Problem » An exact retyping of every record is required.

(Stored entries)
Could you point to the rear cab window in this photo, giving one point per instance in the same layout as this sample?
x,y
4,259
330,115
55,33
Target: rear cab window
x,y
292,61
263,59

Result of the task »
Could you point to the rear cab window in this photo, giving one point per instance in the same layout as this sample?
x,y
4,259
330,115
55,33
Target: rear cab window
x,y
292,61
263,59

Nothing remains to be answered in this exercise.